Actions to take
(1) Answer these questions from the forum discussion of alignment, giving each answer on its own line marked with the same letter.
(a) In Shin Megami Tensei, what do the main representatives of Law and Chaos tend to be?
(b) According to the discussion, what did the man who set the base call Lawful Good?
(c) Under the assumption in the final paragraph, whom does Neutrality encompass?
(2) For each statement below, say yes or no according to the forum discussion of alignment, and quote the words that decide it.
(a) In Shin Megami Tensei, the neutral options tend to be the easiest ones.
(b) Law and Chaos in Shin Megami Tensei are described as inherently good or evil.
(c) Alignment that tries to describe one's overall morality in a supposedly-objective manner is said to be pretty much doomed.
(3) Carry on the forum discussion of alignment from the point where it stops.

Provided passage
================
Yeah, alignment makes a lot more sense when it's about stuff like the cosmic forces you're actually, well, aligned with in the big battle of Law versus Chaos or whatever and/or a clearly stated and intentionally-adopted position of yours, like in the sources which Gygax cribbed it from, or Shin Megami Tensei. In the latter, for example, while there are some ethical/ideological components to alignment as well, they're rather clear and fit with the overall principles of their respective side. Neither are inherently good or evil necessarily and have both positive and negative examples in them, though the main representatives of both Law and Chaos tend to be inhuman extremes that aren't exactly friendly to humanity. (Which is also why SMT is one of the few series where instead of being lame and noncommittal, the neutral options tend to be both the hardest and most badass ones as they involve taking on the forces of both Heaven and Hell and rejecting their power in favor of humanity forging its own future.)

When it tries to describe one's overall morality in a supposedly-objective manner, on the other hand, it's pretty much doomed to being nonsensical or at least rather contentious. And when you have a bunch of authors with different opinions and understandings of things, built upon decades of material that's similarly inconsistent, upon the base set by a man who said that killing children based on their race was Lawful Good, well...

It's easy to see why alignment chat sparks so many arguments, basically.

SKULL.GIF
Jan 20, 2017


I always figured alignment was closer to the right here than it is on the left:


A lot of the unceasing debate about alignment comes from the assumption that most people fit in one of the extremes which doesn't leave any wiggle room for their actions so they'd continually bounce around alignment -- but if you assume that Neutrality encompasses the majority of people, leaving the very-driven people to be Aligned, then a lot of these sticking points and problems are much easier to gloss over.
================
Supplied records
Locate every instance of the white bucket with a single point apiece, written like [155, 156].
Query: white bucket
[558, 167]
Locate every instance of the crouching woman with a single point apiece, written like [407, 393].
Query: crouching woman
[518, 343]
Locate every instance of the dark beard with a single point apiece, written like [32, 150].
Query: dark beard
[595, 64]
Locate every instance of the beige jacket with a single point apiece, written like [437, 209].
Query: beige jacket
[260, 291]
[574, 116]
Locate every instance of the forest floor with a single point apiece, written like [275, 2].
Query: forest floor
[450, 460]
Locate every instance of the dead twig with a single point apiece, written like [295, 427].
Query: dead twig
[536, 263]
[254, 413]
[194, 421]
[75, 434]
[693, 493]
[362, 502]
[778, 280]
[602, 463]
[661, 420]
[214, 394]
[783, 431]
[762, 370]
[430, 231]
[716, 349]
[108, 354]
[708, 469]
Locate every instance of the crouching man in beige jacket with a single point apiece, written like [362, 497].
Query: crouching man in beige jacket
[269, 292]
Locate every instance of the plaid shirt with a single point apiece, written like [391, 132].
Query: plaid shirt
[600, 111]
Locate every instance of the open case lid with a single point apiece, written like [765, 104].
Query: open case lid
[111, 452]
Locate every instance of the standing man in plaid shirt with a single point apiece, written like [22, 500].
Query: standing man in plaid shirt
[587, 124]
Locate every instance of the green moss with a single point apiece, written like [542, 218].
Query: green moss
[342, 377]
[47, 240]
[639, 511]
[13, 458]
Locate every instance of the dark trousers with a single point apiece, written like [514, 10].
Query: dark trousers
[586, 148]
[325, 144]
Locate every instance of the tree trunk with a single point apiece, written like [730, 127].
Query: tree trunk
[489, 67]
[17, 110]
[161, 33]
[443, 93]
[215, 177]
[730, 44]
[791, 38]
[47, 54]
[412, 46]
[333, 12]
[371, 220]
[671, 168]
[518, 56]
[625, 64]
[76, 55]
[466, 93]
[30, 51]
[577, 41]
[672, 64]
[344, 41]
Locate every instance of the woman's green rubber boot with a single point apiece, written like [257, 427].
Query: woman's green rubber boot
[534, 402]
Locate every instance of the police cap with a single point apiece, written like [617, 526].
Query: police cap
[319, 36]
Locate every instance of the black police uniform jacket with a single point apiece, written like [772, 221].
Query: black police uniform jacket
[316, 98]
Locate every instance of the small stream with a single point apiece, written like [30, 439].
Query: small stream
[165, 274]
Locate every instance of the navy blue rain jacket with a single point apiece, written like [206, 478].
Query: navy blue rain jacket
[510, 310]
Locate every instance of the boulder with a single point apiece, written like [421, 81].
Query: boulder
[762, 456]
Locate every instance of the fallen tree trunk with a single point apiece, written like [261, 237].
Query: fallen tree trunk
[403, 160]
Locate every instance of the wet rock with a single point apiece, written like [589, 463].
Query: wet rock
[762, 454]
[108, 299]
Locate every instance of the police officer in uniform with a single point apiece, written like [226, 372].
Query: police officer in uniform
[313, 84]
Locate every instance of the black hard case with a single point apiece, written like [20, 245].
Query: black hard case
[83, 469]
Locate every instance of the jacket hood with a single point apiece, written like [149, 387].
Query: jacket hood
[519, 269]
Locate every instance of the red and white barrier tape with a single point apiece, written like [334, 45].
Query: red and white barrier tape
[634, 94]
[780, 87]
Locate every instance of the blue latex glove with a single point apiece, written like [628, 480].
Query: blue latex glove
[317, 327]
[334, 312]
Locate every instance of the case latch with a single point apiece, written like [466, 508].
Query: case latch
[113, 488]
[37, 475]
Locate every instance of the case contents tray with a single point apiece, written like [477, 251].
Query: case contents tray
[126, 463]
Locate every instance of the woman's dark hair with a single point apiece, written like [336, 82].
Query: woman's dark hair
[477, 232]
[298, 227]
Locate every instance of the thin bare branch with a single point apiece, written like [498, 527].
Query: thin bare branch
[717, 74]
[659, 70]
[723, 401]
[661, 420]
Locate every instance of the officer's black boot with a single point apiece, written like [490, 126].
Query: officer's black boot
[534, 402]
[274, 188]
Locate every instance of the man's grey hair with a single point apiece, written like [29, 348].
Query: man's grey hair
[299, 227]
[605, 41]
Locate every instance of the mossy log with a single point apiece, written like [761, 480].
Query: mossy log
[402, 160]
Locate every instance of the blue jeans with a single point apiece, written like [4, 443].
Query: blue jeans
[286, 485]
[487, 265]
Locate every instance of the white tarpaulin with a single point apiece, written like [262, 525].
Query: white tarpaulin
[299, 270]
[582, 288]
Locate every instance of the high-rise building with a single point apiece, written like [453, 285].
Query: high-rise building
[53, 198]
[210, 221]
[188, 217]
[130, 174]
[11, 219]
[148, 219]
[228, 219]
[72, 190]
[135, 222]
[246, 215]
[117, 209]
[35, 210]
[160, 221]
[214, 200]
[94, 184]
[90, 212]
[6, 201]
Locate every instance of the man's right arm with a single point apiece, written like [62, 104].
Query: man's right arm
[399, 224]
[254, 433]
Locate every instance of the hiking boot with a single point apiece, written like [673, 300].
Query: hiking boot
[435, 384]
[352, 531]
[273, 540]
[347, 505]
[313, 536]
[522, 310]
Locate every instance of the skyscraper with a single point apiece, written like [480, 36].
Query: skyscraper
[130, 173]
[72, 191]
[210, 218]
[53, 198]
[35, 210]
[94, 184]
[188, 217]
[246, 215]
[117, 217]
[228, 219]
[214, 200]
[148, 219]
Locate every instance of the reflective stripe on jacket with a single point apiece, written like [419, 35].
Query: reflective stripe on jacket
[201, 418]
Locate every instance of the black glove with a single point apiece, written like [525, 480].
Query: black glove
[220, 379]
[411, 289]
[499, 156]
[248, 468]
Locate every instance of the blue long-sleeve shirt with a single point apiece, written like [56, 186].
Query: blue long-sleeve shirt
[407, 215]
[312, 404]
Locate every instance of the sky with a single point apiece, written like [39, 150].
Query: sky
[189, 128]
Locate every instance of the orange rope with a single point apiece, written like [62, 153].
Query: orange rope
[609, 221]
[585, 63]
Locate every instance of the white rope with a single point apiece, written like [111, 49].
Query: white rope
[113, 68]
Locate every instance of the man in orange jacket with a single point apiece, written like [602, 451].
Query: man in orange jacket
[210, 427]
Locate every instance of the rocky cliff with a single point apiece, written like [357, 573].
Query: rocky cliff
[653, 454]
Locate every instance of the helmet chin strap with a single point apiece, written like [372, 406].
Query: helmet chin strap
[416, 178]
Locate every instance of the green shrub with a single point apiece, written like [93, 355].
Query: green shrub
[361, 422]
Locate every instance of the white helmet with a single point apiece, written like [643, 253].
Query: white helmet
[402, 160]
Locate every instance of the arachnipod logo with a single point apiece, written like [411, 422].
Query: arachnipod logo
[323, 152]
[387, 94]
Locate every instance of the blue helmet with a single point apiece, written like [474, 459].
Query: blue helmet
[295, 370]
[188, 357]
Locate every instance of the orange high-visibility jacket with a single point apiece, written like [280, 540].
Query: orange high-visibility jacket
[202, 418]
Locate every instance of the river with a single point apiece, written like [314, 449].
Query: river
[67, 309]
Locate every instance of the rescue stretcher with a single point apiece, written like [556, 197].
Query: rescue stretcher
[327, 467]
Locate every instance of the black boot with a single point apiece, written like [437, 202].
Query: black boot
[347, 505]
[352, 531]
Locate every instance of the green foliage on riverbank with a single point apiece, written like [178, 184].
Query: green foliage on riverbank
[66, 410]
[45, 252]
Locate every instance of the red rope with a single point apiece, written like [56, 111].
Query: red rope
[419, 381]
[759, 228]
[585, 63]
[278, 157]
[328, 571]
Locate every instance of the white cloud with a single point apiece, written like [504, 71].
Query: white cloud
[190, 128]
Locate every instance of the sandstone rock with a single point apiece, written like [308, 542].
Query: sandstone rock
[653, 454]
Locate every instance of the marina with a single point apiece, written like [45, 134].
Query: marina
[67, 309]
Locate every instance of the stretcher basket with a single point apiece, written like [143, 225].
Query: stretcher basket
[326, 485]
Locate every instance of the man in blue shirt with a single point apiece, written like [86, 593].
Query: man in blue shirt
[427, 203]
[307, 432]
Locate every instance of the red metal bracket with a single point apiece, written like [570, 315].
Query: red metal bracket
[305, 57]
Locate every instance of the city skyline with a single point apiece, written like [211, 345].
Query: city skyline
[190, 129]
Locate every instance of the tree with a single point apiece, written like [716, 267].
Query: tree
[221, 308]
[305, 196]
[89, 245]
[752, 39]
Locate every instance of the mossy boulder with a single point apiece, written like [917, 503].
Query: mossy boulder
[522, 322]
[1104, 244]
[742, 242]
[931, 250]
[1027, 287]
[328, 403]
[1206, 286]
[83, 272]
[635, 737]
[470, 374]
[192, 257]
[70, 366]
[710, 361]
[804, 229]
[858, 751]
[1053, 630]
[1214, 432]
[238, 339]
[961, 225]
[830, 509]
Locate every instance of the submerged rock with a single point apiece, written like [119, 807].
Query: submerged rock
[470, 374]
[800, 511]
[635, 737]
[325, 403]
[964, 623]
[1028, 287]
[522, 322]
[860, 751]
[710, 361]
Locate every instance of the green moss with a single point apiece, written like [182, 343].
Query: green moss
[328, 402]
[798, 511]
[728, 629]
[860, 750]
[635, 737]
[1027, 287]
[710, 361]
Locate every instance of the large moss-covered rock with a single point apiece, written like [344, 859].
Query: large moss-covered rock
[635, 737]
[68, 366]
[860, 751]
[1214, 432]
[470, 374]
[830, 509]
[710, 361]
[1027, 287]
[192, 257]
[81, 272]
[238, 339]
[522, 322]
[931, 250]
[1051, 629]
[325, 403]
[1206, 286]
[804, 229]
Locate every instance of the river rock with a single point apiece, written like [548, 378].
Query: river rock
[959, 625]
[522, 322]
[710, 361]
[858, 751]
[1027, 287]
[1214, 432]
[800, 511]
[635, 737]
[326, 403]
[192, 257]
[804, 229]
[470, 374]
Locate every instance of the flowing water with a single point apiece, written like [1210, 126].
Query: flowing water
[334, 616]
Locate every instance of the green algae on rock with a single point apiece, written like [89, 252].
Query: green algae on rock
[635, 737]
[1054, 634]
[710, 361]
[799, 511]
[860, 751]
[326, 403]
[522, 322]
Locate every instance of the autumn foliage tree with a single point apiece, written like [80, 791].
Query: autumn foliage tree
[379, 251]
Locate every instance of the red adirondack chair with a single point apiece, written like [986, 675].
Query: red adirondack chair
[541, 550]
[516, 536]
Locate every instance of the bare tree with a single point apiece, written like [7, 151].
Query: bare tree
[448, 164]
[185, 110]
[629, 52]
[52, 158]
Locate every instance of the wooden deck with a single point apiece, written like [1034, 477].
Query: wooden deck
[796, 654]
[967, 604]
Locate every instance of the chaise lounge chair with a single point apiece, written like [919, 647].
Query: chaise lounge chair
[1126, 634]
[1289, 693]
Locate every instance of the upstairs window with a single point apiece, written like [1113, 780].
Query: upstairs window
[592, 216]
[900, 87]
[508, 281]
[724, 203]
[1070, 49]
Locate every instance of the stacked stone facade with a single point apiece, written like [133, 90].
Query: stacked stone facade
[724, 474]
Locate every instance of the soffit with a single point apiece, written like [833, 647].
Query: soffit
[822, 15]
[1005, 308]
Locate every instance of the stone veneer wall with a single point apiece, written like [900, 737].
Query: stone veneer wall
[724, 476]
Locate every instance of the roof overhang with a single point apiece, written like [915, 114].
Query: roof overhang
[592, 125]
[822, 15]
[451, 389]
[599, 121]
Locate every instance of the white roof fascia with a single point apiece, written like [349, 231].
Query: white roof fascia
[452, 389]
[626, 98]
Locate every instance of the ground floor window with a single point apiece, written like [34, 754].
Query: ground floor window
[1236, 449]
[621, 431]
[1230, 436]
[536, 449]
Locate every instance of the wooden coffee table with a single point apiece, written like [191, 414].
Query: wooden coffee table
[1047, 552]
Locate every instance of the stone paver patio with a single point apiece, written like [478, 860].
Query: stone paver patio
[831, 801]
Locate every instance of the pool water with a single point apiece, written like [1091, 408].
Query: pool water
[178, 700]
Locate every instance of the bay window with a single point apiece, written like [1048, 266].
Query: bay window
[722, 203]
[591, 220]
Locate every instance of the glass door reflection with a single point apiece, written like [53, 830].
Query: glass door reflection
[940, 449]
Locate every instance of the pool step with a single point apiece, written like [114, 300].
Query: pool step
================
Task-by-task outputs
(1)
(a) Inhuman extremes that aren't exactly friendly to humanity.
(b) Killing children based on their race.
(c) The majority of people.

(2)
(a) No: "the neutral options tend to be both the hardest and most badass ones"
(b) No: "Neither are inherently good or evil necessarily"
(c) Yes: "it's pretty much doomed to being nonsensical or at least rather contentious"

(3)
e: beaten to the sentiment while making this post

Random Stranger
Nov 27, 2009



It's easy to rework alignment to be more flexible or to say just about everyone doesn't go to the edges, but that's not textual in D&D. Of course, textually alignment is philosophically stupid and was a terrible idea right from the start.

The real question I have about alignment is how did it become one of the sacred cows of D&D that must be inviolate across any edition, a truism that must always be an integral part of it, when people have been going, "This is loving stupid," since the 70s.

THE BAR
Oct 20, 2011

You know what might look better on your nose?

Random Stranger posted:

It's easy to rework alignment to be more flexible or to say just about everyone doesn't go to the edges, but that's not textual in D&D. Of course, textually alignment is philosophically stupid and was a terrible idea right from the start.

The real question I have about alignment is how did it become one of the sacred cows of D&D that must be inviolate across any edition, a truism that must always be an integral part of it, when people have been going, "This is loving stupid," since the 70s.

Remember the rage when they changed it in 4e?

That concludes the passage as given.